::: DATA SUPPLIED

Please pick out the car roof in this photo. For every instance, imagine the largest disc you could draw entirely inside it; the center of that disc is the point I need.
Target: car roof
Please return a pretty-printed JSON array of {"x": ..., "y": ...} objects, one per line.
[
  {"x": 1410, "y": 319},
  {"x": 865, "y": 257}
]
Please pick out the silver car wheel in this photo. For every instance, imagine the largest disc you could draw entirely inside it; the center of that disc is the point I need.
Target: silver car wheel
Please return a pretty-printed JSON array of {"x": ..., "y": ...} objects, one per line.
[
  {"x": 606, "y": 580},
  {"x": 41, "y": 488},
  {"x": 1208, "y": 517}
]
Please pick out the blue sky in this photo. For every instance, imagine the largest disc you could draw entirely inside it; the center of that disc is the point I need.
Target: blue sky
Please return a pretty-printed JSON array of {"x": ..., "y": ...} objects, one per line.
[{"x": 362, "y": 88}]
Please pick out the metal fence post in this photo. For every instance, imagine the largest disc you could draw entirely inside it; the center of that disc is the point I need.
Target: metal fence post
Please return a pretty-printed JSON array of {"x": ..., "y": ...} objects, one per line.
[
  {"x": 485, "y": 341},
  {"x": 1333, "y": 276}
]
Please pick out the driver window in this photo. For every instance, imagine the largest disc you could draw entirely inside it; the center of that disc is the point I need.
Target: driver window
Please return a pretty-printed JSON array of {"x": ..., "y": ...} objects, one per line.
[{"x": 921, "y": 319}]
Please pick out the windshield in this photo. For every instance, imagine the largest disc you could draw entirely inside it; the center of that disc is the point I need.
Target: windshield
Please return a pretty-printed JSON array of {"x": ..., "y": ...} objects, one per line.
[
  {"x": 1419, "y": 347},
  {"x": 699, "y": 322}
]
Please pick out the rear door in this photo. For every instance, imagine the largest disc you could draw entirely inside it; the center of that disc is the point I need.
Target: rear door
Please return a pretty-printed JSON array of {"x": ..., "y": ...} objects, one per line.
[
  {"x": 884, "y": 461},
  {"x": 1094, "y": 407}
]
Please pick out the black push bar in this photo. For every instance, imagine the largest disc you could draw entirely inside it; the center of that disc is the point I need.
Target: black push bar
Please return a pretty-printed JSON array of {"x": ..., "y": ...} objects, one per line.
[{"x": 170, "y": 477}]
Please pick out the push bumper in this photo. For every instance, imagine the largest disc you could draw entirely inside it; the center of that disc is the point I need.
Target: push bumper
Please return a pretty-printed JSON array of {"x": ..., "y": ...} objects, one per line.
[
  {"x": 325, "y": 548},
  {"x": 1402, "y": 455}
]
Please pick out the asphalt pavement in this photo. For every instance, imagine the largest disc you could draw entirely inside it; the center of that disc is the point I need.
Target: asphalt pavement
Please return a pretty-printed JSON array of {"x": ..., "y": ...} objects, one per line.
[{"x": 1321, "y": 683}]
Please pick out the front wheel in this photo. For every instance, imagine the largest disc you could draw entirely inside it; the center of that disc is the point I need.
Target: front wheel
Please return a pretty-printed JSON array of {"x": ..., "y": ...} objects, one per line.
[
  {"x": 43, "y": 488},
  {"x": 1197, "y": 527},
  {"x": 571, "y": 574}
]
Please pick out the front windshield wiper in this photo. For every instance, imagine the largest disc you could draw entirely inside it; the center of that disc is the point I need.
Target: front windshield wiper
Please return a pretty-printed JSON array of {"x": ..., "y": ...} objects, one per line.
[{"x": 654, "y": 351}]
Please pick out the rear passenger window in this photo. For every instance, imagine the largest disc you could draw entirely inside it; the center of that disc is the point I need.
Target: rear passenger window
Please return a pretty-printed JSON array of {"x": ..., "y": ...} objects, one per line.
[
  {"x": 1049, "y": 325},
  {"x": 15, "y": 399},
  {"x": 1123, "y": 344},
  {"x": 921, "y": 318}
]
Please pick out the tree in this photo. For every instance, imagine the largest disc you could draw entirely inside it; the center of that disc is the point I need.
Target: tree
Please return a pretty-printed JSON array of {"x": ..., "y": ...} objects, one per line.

::::::

__WRITTEN REQUEST__. Output the listing above without altering a single character.

__RESULT BELOW__.
Please pick out the car roof in this photo. For every instance, imagine the largest disc you could draw entirely inside it; the center of that disc is the point I need.
Target: car roof
Please return a pretty-printed JSON array of {"x": ..., "y": ...} objects, one per line.
[
  {"x": 1410, "y": 319},
  {"x": 865, "y": 257}
]
Please pick out the silver car wheel in this photo. For every instance, imagine the largest disc you could draw entirely inside it; the center of that disc is the point I need.
Target: silver car wheel
Please return a pretty-printed JSON array of {"x": ..., "y": ...} objects, one per line.
[
  {"x": 606, "y": 580},
  {"x": 41, "y": 488},
  {"x": 1208, "y": 517}
]
Please pick out the blue sky in this photo. For every instance, imagine the largest disc you could draw entirely inside it; the center of that disc is the point I need.
Target: blue sky
Please return a pretty-printed JSON array of {"x": ..., "y": ...} objects, one per line.
[{"x": 362, "y": 88}]
Please pick out the metal fence post in this photo. For every instance, imagine the largest disc you could draw entirely inside it; the center of that disc is the point I need.
Target: metal fence post
Please return a pretty-printed JSON array of {"x": ..., "y": ...} objects, one per line.
[
  {"x": 485, "y": 341},
  {"x": 1333, "y": 276}
]
Please pick out the driver window in this photo. For every instance, imagine the largest disc you could draw entirely inside it; the center of that disc is the point I need.
Target: driver window
Please return a pretty-printed JSON array of {"x": ..., "y": ...} objects, one per line.
[{"x": 921, "y": 319}]
Please pick out the windshield in this photo. For every instance, imagine the largest disc you could draw entirely inside it; the center of that disc is the point I need.
Target: windshield
Please return a pretty-printed JSON array of {"x": ..., "y": ...} objects, one per line.
[
  {"x": 1419, "y": 347},
  {"x": 699, "y": 322}
]
Please pick out the rear door in this photo. For every instance, imagine the largest disc you could draw entirely inside it; the center of that disc is the point I need.
Target: rear door
Please return a pretty-printed JSON array of {"x": ..., "y": ...} objects, one per line.
[
  {"x": 884, "y": 461},
  {"x": 1094, "y": 407}
]
Please pick out the black push bar in this photo. For every instance, imagine the largest disc you could draw entirely inside it; the center of that disc is the point I need.
Target: black push bar
Please return a pretty-printed JSON array of {"x": ..., "y": ...} objects, one per line.
[{"x": 170, "y": 477}]
Please pick out the push bumper in this photo. For every instance, imagine the largest disc you could draw entirely inside it; the center of that disc is the point I need.
Target: push bumper
Please return a pretty-printed JSON array of {"x": ..., "y": ...} objects, one per line.
[
  {"x": 325, "y": 548},
  {"x": 1402, "y": 455}
]
Please pick out the asphalt pavement in this photo. For every instance, imagine the largest disc you could draw entirely inside it; the center of that disc is the point I need.
Target: asphalt pavement
Please return a pretty-printed JSON array of {"x": ..., "y": ...} objects, one per line.
[{"x": 1321, "y": 683}]
Please pick out the front wheel in this photo. For every instance, imagine the largest disc you could draw entirely inside it; the center of that disc is the point I need.
Target: front wheel
Please return a pretty-printed JSON array of {"x": ..., "y": ...} objects, one per line.
[
  {"x": 43, "y": 488},
  {"x": 1197, "y": 527},
  {"x": 571, "y": 574}
]
Please pick out the front windshield wiper in this photo. For every instance, imagine the largest disc you could draw entirely inside it; the center of that disc is the point I need.
Target: front windshield wiper
Please return a pretty-printed JSON array of {"x": ..., "y": ...} objects, one per line.
[{"x": 654, "y": 351}]
Please pick out the rear passenger window in this photo. For every instance, imagine the largest disc you could draw entirely inside it; the center of that disc is the point I need.
Target: rear passenger window
Please return a pretty-printed JSON array of {"x": ..., "y": ...} objects, one per line.
[
  {"x": 1049, "y": 325},
  {"x": 15, "y": 399},
  {"x": 1123, "y": 344},
  {"x": 921, "y": 318}
]
Please pick out the tree in this photo. For every instance, imagine the largest disc you could draw entirely inside it; the center of that disc is the point I need.
Target: tree
Please return a pretty-printed JSON array of {"x": ..., "y": ...} objects, one per line.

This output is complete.